*TASK TO COMPLETE:* Return the rows below unchanged, starting at the line that has "Target: **presentation slide**" and stopping after the line that has "[[[137,66],[119,66],[119,79],[137,79]]]", but leave the pictures out.

*MATERIAL FOR THIS TASK:*
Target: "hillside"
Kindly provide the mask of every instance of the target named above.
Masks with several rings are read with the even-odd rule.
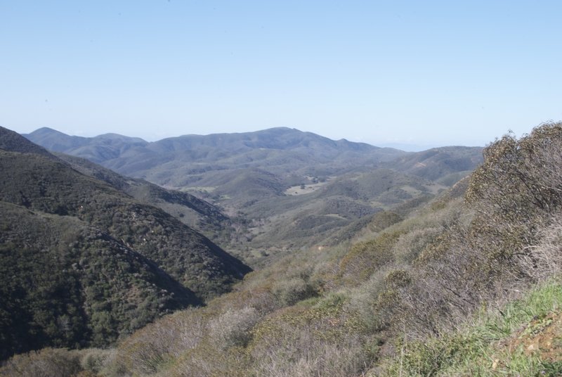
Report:
[[[285,127],[152,143],[111,136],[111,143],[107,135],[84,140],[44,128],[26,135],[46,148],[211,203],[229,217],[226,222],[209,224],[199,217],[198,226],[187,217],[182,221],[253,264],[327,238],[331,244],[348,239],[374,214],[426,201],[482,160],[480,148],[407,153]],[[101,154],[107,158],[100,160]]]
[[[559,123],[506,135],[469,178],[410,211],[379,211],[360,239],[280,257],[112,350],[47,349],[4,371],[558,376],[561,147]]]
[[[185,207],[192,204],[187,196],[129,184],[91,166],[92,176],[105,179],[84,175],[15,132],[0,132],[2,357],[45,345],[107,345],[228,291],[249,271],[123,190],[152,188],[138,196],[159,195]],[[202,215],[209,210],[219,216],[192,203]]]

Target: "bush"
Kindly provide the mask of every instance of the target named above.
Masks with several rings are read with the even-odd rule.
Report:
[[[18,377],[66,377],[82,370],[77,351],[44,348],[8,359],[0,369],[0,375]]]
[[[209,336],[217,348],[244,347],[251,339],[250,331],[259,319],[253,307],[228,310],[209,324]]]

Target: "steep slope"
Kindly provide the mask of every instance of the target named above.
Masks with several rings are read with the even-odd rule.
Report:
[[[231,226],[228,217],[218,208],[191,194],[166,189],[143,179],[126,178],[84,158],[63,153],[55,155],[81,173],[100,179],[143,203],[164,210],[209,238]]]
[[[202,303],[85,222],[1,200],[0,211],[0,359],[48,345],[103,346]]]
[[[58,134],[44,129],[27,137],[41,141],[49,132],[56,139]],[[88,145],[97,148],[100,138],[90,138]],[[65,152],[81,155],[80,151],[72,147]],[[227,215],[230,222],[226,226],[224,222],[215,222],[222,230],[201,217],[197,229],[252,263],[264,253],[312,245],[327,238],[341,240],[329,234],[360,227],[366,218],[381,210],[400,212],[397,207],[405,205],[407,212],[413,203],[429,200],[481,161],[478,148],[407,153],[286,127],[185,135],[131,143],[114,152],[117,157],[107,155],[100,163],[190,193]],[[128,192],[138,198],[139,191]],[[181,208],[158,205],[186,216]],[[181,219],[197,226],[187,217]],[[344,233],[351,235],[352,228]]]
[[[110,343],[228,291],[249,271],[171,215],[125,193],[134,185],[115,173],[89,167],[108,184],[15,132],[0,129],[0,136],[3,357],[49,345]],[[145,187],[154,197],[189,204],[181,193]],[[192,207],[203,205],[195,201]]]

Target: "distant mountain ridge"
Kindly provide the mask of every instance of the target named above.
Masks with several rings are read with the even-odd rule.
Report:
[[[188,193],[55,156],[1,127],[0,176],[0,359],[107,345],[251,271],[162,210],[227,219]]]
[[[352,234],[344,228],[397,205],[407,208],[409,200],[429,200],[482,161],[478,147],[407,153],[287,127],[155,142],[112,134],[73,139],[44,128],[25,136],[204,199],[235,229],[214,234],[244,257],[249,248],[261,255],[313,245],[336,231]]]

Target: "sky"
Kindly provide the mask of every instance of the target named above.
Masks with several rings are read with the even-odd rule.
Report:
[[[561,15],[540,0],[0,0],[0,126],[485,146],[562,120]]]

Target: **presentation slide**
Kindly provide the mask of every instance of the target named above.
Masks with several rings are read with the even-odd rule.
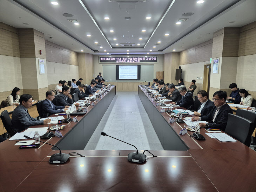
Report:
[[[137,66],[119,66],[119,79],[137,79]]]

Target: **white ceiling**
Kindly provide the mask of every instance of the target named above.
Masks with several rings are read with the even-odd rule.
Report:
[[[46,39],[76,52],[116,54],[129,50],[130,54],[159,54],[173,49],[179,52],[212,39],[213,32],[224,27],[241,27],[256,20],[255,0],[205,0],[201,4],[197,0],[147,0],[131,4],[108,0],[55,0],[59,5],[54,5],[51,0],[0,0],[0,21],[17,28],[35,29],[45,34]],[[135,9],[125,7],[129,6]],[[120,9],[122,7],[126,8]],[[188,12],[194,14],[182,16]],[[63,13],[74,16],[65,17]],[[146,19],[147,16],[151,19]],[[184,18],[188,19],[176,24]],[[80,25],[74,25],[68,20],[70,19],[78,20]],[[165,36],[166,33],[169,35]],[[123,35],[133,37],[123,37]],[[139,40],[141,37],[143,39]],[[159,41],[161,43],[153,48]],[[135,46],[120,45],[127,41]]]

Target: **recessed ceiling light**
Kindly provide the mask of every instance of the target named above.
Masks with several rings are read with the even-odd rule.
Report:
[[[202,4],[203,2],[204,2],[204,1],[203,1],[203,0],[200,0],[200,1],[197,1],[197,2],[196,2],[198,4]]]
[[[54,5],[59,5],[59,3],[58,2],[56,2],[55,1],[53,1],[52,2],[51,2],[51,3],[52,4]]]

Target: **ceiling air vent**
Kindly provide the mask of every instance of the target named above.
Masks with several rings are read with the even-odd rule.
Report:
[[[134,43],[130,43],[127,41],[126,43],[120,43],[120,44],[123,47],[133,47],[135,45]]]

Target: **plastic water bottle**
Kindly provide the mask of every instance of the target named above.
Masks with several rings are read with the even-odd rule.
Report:
[[[40,140],[40,136],[38,131],[35,131],[35,139]],[[40,143],[40,141],[35,140],[35,144],[39,144],[39,143]]]
[[[251,111],[253,112],[255,112],[255,107],[252,107],[252,108],[251,109]]]
[[[195,132],[196,133],[200,133],[200,125],[199,125],[199,123],[197,123],[196,125],[196,130]]]

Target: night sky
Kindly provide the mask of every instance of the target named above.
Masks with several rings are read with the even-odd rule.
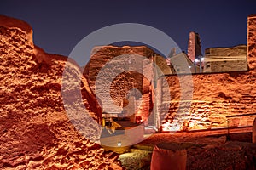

*REPLY TO THE EXERCISE:*
Target: **presentation slide**
Kindly provide the mask of every instance of the target named above.
Masks with several rings are read with the even-odd rule.
Report:
[[[137,66],[119,66],[119,79],[137,79]]]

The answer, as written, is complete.